Before We Succeed, We Must Decide

With summer at the University just around the corner, the campus feels less like a place of reflection and more like a recruiting fair. Everyone is in a rush to secure the next internship. No, really, when did getting an internship stop being about gaining experience and start feeling like a prerequisite for existing? I once spent 40 minutes choosing between two verbs on my résumé. Not because either described what I actually did, but because one sounded more impressive. Apparently, I didn’t attend meetings. I spearheaded initiatives. I opened LinkedIn for five minutes and left questioning every decision I’ve ever made. Half my peers are “founders,” the other half are “consultants,” and I am…refreshing the page. Somewhere along the way, we started pretending that having a five-year plan at 19 is a sign of maturity. Bonus points if you figured it out in high school and stuck with it through and through, as if clarity equals success and ambiguity equals failure.

But maybe the problem isn’t ambition. Maybe it’s the definition. We talk about success as if it were a universal metric that is stable, measurable, and agreed upon. Internship secured. Offer accepted. Plan confirmed. Yet rarely do we pause to ask who defined that metric in the first place. In a world that is increasingly complex and ambiguous, we cling to clarity as proof that we are in control. The earlier we can declare our direction, the more ahead we must be. But what if that clarity is not maturity, just compliance?

As Robert Kegan and Lisa Lahey argue in “An Everyone Culture,” “The mental demands of modern life have increased dramatically in the last half century.” If the world is asking more of us cognitively and emotionally than ever before, perhaps our obsession with early certainty is less about ambition and more about anxiety. Kegan and Lahey suggest that thriving in this complexity requires more than external accomplishment, it requires an internal shift. Instead of relying on inherited definitions of success, prestige, productivity, or predictability, we have to construct our own system for making sense of what matters. That kind of growth is slower. It’s less visible. It doesn’t fit neatly into a LinkedIn headline. But it is far more demanding than simply complying with expectations.

If we don’t define success for ourselves, someone else will do it for us. And increasingly, that someone is a culture that equates achievement with worth. Think about the last time someone asked, “How has school been?” or “What have you been up to?” On the surface, these questions feel harmless. But they often function as quiet checkpoints, subtle evaluations of how far along you are in the race. No one wants to be that one guy with nothing going on. So when your peer mentions working in a lab researching musculoskeletal disorders while you’re keeping up with your monthly binge of “Bones,” it’s hard not to feel behind.

In Dismantling Toxic Achievement Culture, Jennifer Breheny Wallace argues that many young people internalize the belief that their value depends on performance and external validation. As a result your choices and decisions change. Maybe the student who loves watching “Bones” doesn’t pursue theater production and misses out on where that interest could have taken him, because it doesn’t sound impressive enough at dinner. Instead, he pivots toward the lab, not out of curiosity but out of comparison. The danger isn’t that he works hard. The danger is that he confuses someone else’s admiration for his own ambition. But this culture of comparison is not just a social habit, it is measurable. Psychologists Thomas Curran and Andrew Hill have found that socially prescribed perfectionism, the belief that others expect you to be perfect, has significantly increased among young people over time. In other words, it’s not simply that we want to succeed. It’s that we increasingly believe success is demanded of us.

When success is defined externally, the pressure never stabilizes. There is always another credential, another leadership role, another internship to secure before someone else does. Even achievement loses its satisfaction because it functions less as fulfillment and more as temporary relief. You don’t feel proud; you feel safe at least until the next benchmark appears. Just long enough to update your résumé and convince yourself it finally looks impressive.

****

> _REQUIREMENT 1_:
Say whether each statement agrees with the essay on defining success above, answering yes or no and quoting the deciding words from the essay. (a) The writer once spent 40 minutes choosing between two verbs on a résumé. (b) Curran and Hill found that socially prescribed perfectionism has declined among young people. (c) The growth Kegan and Lahey call for is described as slower and less visible.
> _REQUIREMENT 2_:
According to the essay on defining success above, why does achievement lose its satisfaction when success is defined externally? Answer in one to three sentences.

> _DATA_:
****

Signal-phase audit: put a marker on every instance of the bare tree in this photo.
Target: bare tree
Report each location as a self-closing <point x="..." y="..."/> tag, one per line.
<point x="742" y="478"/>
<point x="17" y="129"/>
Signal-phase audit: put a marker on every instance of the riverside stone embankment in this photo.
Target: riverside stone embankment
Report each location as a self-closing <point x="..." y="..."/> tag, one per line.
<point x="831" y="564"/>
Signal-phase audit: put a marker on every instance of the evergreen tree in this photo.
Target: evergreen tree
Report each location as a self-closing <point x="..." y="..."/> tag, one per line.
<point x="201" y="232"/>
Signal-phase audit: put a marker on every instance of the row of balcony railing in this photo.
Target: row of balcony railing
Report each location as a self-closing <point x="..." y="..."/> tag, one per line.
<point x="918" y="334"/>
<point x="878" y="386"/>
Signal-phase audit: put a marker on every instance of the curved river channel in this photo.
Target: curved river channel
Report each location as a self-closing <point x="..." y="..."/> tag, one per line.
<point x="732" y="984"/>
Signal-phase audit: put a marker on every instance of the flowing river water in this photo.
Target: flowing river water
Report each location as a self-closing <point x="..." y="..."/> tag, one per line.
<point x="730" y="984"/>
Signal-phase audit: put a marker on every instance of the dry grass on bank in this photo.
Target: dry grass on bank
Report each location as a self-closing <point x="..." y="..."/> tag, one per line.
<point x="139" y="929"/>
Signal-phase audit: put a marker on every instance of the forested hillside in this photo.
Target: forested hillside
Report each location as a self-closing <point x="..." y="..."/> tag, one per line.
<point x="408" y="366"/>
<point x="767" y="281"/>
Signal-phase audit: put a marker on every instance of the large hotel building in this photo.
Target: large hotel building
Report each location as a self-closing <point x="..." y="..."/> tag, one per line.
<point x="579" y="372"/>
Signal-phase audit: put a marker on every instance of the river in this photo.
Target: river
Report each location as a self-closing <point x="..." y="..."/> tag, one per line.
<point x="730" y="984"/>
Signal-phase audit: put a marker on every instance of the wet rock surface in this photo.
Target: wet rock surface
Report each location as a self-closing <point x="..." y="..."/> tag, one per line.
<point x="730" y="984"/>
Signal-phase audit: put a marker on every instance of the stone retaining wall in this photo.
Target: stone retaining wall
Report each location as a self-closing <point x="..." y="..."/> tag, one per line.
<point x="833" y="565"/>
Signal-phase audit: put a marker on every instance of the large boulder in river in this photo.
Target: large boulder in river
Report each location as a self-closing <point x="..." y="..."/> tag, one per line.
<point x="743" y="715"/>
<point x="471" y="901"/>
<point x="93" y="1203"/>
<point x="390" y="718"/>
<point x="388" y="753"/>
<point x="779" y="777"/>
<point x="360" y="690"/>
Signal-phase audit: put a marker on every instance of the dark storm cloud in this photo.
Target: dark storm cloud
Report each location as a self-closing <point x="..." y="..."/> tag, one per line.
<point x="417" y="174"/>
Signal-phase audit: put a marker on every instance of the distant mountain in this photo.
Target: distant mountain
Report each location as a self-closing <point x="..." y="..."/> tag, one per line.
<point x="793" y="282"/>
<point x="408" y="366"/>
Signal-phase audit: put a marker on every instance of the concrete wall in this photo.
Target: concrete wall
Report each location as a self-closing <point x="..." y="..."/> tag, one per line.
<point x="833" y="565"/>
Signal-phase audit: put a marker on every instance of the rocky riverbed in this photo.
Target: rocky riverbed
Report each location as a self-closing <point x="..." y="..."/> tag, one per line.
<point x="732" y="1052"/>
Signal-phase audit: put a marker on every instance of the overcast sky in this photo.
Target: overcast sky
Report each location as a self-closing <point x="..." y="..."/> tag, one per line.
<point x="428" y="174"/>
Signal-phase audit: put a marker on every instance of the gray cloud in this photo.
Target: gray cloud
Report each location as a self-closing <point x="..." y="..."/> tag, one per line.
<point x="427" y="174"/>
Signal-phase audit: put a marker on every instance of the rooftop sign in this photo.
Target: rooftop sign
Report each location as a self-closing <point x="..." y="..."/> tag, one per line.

****

> _YOUR RESPONSE 1_:
(a) Yes: "I once spent 40 minutes choosing between two verbs on my résumé."
(b) No: "has significantly increased among young people over time."
(c) Yes: "That kind of growth is slower. It’s less visible."

> _YOUR RESPONSE 2_:
When success is defined externally, the pressure never stabilizes, because there is always another credential, leadership role, or internship to secure. As a result, achievement works less as fulfillment and more as temporary relief: you feel safe rather than proud, but only until the next benchmark appears.